Directive:
Starting at the line that contains "the white interior", copy each line through the final one exactly as written.

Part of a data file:
* Begin *

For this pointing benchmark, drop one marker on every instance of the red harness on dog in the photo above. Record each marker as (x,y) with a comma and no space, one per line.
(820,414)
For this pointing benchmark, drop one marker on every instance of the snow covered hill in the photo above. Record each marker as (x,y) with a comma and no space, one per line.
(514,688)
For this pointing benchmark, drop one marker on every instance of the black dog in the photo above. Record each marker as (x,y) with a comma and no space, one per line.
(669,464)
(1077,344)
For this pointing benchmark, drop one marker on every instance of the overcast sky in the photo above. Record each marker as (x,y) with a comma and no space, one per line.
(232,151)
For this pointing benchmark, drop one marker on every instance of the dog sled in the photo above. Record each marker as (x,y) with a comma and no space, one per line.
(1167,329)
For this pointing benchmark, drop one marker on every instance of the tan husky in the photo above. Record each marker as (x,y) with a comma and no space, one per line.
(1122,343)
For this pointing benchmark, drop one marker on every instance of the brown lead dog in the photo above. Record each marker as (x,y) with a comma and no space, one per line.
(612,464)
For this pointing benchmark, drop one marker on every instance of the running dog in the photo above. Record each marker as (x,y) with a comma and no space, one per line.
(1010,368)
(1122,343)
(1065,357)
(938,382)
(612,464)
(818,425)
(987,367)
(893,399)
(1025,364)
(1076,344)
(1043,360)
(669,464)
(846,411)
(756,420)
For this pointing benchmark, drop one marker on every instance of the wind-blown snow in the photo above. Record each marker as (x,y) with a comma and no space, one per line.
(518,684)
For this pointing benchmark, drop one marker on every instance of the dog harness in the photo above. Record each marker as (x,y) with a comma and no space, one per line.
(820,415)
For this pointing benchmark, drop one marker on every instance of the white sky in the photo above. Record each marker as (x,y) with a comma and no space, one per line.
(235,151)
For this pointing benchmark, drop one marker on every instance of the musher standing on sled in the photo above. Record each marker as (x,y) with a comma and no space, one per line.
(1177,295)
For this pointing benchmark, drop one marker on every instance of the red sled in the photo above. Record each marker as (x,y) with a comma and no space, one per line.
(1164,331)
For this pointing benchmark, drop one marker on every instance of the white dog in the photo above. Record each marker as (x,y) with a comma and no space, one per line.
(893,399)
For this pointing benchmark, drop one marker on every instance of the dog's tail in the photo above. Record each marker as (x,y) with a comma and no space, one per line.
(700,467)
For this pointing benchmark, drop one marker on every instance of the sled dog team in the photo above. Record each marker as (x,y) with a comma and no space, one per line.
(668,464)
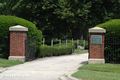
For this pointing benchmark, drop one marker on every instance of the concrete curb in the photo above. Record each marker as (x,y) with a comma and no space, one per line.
(2,69)
(68,77)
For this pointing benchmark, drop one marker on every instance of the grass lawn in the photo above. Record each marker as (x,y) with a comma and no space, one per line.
(98,72)
(79,51)
(8,63)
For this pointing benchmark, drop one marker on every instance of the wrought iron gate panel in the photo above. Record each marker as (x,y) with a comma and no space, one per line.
(112,51)
(30,48)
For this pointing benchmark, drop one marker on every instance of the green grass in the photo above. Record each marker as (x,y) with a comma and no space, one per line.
(79,51)
(8,63)
(98,72)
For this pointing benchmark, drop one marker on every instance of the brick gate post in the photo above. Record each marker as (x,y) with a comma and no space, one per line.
(96,45)
(18,34)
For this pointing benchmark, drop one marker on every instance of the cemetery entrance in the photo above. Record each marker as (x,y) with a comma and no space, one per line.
(112,51)
(30,48)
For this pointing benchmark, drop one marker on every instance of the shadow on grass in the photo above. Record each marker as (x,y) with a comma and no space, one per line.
(84,62)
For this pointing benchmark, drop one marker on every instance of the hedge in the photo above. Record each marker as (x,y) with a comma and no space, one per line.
(112,27)
(55,51)
(8,21)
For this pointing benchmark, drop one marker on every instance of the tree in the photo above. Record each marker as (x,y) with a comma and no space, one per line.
(71,18)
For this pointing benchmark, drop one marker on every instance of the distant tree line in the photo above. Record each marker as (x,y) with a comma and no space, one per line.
(58,18)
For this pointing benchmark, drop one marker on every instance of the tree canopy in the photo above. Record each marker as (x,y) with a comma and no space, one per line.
(58,18)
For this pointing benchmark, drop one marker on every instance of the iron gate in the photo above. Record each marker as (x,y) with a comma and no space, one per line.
(112,51)
(4,48)
(30,48)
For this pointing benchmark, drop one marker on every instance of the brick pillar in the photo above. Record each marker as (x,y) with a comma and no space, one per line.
(18,34)
(96,45)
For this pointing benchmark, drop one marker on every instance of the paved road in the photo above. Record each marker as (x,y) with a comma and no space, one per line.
(51,68)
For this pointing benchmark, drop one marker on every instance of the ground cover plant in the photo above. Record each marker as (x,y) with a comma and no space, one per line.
(98,72)
(8,63)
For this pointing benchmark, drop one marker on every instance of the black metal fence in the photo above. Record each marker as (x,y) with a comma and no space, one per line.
(112,51)
(4,48)
(30,48)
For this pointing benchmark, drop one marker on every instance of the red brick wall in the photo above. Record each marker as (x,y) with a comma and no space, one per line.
(17,43)
(96,51)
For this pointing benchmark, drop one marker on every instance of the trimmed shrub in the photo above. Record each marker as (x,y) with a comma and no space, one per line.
(112,27)
(8,21)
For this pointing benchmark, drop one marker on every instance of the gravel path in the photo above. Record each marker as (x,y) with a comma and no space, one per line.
(51,68)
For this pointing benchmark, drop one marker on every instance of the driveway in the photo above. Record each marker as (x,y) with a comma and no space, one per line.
(49,68)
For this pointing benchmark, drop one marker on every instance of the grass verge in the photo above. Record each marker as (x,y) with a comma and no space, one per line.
(8,63)
(79,51)
(98,72)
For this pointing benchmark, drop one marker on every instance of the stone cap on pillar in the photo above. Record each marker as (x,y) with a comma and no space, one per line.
(18,28)
(97,30)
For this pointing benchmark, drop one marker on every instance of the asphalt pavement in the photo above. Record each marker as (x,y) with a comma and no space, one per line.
(48,68)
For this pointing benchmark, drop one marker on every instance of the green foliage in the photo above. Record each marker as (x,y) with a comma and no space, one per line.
(100,72)
(112,35)
(8,21)
(112,27)
(55,51)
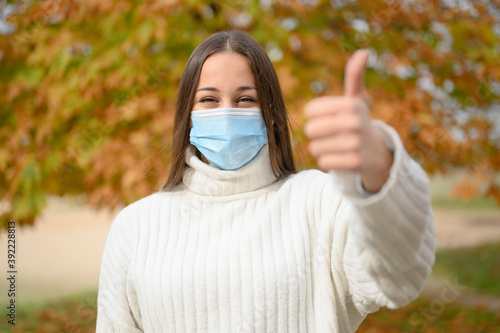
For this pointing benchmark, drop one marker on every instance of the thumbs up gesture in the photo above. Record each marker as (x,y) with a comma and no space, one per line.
(341,135)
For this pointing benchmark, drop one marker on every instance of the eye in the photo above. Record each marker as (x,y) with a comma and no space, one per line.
(247,100)
(208,100)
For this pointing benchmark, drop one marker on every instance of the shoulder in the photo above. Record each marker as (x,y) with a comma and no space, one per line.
(136,211)
(312,177)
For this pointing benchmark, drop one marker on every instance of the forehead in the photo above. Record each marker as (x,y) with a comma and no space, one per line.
(226,70)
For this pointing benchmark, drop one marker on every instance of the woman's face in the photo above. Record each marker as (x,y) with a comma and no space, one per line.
(226,81)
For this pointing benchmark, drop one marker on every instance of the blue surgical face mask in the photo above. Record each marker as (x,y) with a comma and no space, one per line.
(228,137)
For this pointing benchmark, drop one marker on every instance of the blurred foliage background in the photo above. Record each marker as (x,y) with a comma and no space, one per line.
(88,88)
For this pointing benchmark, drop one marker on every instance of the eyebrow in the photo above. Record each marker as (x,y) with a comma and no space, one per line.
(241,88)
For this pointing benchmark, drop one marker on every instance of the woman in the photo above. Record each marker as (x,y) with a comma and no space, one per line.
(238,241)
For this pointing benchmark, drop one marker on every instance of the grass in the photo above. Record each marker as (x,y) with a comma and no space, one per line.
(78,314)
(73,314)
(441,188)
(424,315)
(477,267)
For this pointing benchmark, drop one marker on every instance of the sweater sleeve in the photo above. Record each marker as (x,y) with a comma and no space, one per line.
(117,308)
(390,243)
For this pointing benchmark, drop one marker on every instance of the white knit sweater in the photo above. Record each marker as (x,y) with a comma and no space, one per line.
(239,251)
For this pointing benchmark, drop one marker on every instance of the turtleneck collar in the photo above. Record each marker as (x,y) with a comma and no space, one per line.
(205,179)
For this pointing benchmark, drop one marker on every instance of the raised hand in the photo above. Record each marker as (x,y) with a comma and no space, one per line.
(341,134)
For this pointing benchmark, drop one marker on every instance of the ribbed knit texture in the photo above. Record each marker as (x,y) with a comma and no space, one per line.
(239,251)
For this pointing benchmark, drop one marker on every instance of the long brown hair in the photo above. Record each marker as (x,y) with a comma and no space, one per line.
(271,99)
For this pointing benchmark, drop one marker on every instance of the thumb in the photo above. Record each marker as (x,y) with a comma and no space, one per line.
(354,81)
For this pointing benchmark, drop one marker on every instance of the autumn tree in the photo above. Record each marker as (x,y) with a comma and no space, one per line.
(87,89)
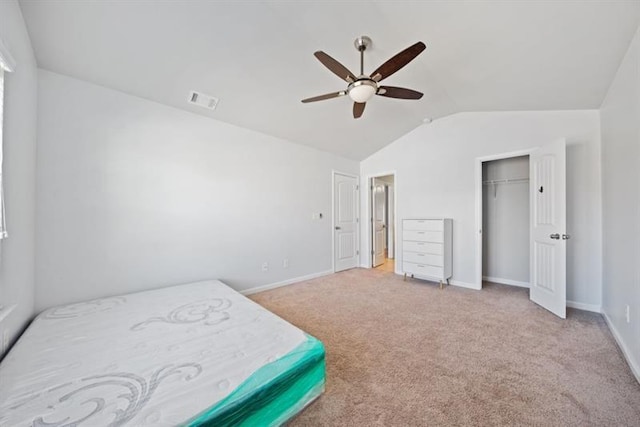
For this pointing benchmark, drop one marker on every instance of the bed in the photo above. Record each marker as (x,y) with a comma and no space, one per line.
(194,354)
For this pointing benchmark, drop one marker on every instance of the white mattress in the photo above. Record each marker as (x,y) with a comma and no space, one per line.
(151,358)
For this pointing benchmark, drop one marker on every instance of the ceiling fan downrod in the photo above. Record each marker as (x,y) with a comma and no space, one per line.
(361,44)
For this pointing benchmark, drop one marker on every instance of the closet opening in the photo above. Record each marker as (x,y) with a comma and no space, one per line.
(383,230)
(505,222)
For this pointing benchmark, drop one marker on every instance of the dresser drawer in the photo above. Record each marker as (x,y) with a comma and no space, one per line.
(423,247)
(422,270)
(423,236)
(423,224)
(420,258)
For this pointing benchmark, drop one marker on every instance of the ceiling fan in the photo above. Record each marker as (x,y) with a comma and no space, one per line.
(363,87)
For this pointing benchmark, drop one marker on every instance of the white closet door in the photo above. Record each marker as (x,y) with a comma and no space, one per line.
(548,228)
(378,224)
(346,222)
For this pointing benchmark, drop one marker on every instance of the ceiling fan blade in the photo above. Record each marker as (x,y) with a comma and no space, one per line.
(325,96)
(399,92)
(335,67)
(397,62)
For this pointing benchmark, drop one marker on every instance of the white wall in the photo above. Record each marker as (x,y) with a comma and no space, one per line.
(17,252)
(505,217)
(435,167)
(135,195)
(620,114)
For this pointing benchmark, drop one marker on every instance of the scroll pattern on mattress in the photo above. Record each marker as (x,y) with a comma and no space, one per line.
(160,357)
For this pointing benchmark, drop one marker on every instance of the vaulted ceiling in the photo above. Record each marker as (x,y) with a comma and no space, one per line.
(257,57)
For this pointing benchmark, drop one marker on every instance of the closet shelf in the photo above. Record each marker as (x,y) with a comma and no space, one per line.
(505,181)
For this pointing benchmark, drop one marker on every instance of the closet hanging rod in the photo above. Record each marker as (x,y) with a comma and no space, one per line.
(506,181)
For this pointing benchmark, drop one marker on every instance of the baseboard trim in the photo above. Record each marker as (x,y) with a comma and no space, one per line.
(506,281)
(635,367)
(287,282)
(586,307)
(465,285)
(451,282)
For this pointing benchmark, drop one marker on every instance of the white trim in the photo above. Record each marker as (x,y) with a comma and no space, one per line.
(6,60)
(506,281)
(369,213)
(452,282)
(465,285)
(6,311)
(287,282)
(478,184)
(333,217)
(583,306)
(635,367)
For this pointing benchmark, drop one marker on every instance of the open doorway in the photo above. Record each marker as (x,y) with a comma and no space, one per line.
(506,222)
(545,184)
(383,230)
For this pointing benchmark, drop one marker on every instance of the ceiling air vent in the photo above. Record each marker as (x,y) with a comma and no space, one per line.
(202,100)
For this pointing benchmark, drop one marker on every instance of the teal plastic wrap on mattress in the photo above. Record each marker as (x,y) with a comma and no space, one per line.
(274,393)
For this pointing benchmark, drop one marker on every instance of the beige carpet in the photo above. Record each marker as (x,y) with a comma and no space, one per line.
(406,353)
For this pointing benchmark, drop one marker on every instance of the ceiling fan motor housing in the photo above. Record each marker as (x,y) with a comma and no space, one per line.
(362,89)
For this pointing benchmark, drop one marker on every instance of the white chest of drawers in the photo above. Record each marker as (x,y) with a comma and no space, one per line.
(426,248)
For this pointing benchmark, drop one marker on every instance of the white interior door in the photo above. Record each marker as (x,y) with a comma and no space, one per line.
(378,224)
(391,231)
(548,228)
(345,216)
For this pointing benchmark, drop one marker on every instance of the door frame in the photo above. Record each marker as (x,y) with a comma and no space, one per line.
(369,212)
(333,217)
(478,178)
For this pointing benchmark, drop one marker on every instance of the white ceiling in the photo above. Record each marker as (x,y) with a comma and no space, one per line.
(257,57)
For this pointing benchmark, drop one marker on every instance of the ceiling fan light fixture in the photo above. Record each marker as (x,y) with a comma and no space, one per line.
(362,90)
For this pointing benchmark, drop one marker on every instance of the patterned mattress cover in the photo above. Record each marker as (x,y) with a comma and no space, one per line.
(192,354)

* End *

Complete output:
For this pointing benchmark, drop one marker on every instance of the white interior door in the photo above. Record each marker as (x,y) with a comma and no space, one per line.
(378,224)
(391,231)
(548,228)
(345,216)
For this pointing benchmark, drop one marker on every instance of the door frame in the photo above. Record each marker as (x,y) with a comma and no space, one per line.
(369,212)
(333,217)
(478,178)
For this pointing benchmark, drop one marker on every instance of the white ceiling in the photo above. Record each marker as (x,y) with a comma and no space, one per line.
(257,57)
For this pointing benchmark, drop one marker on every instance of the ceiling fan light fixture in the photo above. Record each marker as (x,y) with a comma and no space, one per line.
(362,90)
For this pointing benchmark, drop one marker on every instance of the patterned mattress cover in the photo above. Record each marker as (x,y) with a comma and no space, one per line.
(192,354)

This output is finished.